Problems to solve:
- A) From the Rust forum excerpt, extract the passage from "I think that" to "of type Vec<&str>.", copying it word for word.
- B) Gather every line of the records that contains the string "turbine", and list those lines as they appear.

I think that the error comes from the use of lines since it doesn't take ownership of contents. My question is if there is a better way to do this or if there is a similar method to lines that does take ownership.

As a Rust learner it is important to know the differences between strings (String) and string slices (&str), and how those two types interact.
The lines() method of an &str returns the lines as iterator over &str, which is the same type.
However the lines method of a string also returns an iterator over &str, which is the same type as before but in this case not the same type as the input.
This means, your output will be of type Vec<&str>.
However in that case you need a lifetime because otherwise you can't return a reference. In this case your example would look like this:
fn search<'a>(query: &str, contents: &'a str) -> Vec<&'a str> {
contents.lines().filter(|line| line.contains(query)).collect()

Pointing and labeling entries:
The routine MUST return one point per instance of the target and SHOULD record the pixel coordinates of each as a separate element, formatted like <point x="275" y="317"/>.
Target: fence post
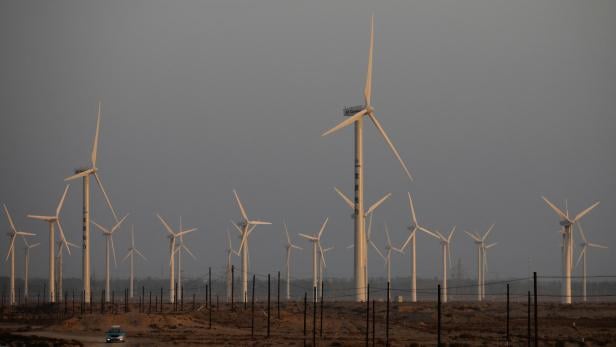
<point x="252" y="305"/>
<point x="507" y="338"/>
<point x="438" y="316"/>
<point x="387" y="317"/>
<point x="528" y="318"/>
<point x="368" y="316"/>
<point x="268" y="305"/>
<point x="536" y="320"/>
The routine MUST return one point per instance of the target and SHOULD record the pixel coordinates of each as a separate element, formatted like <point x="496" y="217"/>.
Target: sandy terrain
<point x="464" y="324"/>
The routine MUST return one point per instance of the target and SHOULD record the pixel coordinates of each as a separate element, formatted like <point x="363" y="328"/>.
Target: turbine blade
<point x="583" y="213"/>
<point x="368" y="86"/>
<point x="412" y="209"/>
<point x="391" y="145"/>
<point x="100" y="185"/>
<point x="239" y="204"/>
<point x="556" y="209"/>
<point x="346" y="122"/>
<point x="95" y="144"/>
<point x="377" y="204"/>
<point x="59" y="208"/>
<point x="167" y="227"/>
<point x="345" y="198"/>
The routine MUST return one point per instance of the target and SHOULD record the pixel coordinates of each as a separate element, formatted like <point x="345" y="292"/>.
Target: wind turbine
<point x="53" y="220"/>
<point x="445" y="244"/>
<point x="367" y="239"/>
<point x="27" y="249"/>
<point x="13" y="233"/>
<point x="109" y="243"/>
<point x="60" y="261"/>
<point x="131" y="253"/>
<point x="172" y="236"/>
<point x="316" y="242"/>
<point x="85" y="174"/>
<point x="413" y="240"/>
<point x="481" y="258"/>
<point x="289" y="247"/>
<point x="585" y="245"/>
<point x="357" y="120"/>
<point x="387" y="257"/>
<point x="245" y="227"/>
<point x="567" y="224"/>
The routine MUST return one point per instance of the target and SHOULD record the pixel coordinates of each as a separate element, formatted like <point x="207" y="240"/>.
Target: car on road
<point x="115" y="334"/>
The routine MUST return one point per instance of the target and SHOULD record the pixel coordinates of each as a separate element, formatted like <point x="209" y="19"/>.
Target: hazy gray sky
<point x="491" y="104"/>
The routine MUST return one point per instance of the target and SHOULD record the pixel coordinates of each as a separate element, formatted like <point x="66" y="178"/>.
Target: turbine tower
<point x="367" y="214"/>
<point x="413" y="240"/>
<point x="27" y="249"/>
<point x="585" y="245"/>
<point x="567" y="224"/>
<point x="13" y="233"/>
<point x="131" y="253"/>
<point x="445" y="244"/>
<point x="85" y="175"/>
<point x="289" y="247"/>
<point x="53" y="220"/>
<point x="172" y="236"/>
<point x="481" y="258"/>
<point x="316" y="243"/>
<point x="245" y="227"/>
<point x="109" y="244"/>
<point x="358" y="206"/>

Exercise solutions:
- A)
I think that the error comes from the use of lines since it doesn't take ownership of contents. My question is if there is a better way to do this or if there is a similar method to lines that does take ownership.

As a Rust learner it is important to know the differences between strings (String) and string slices (&str), and how those two types interact.
The lines() method of an &str returns the lines as iterator over &str, which is the same type.
However the lines method of a string also returns an iterator over &str, which is the same type as before but in this case not the same type as the input.
This means, your output will be of type Vec<&str>.

- B)
Target: turbine blade
Target: wind turbine
Target: turbine tower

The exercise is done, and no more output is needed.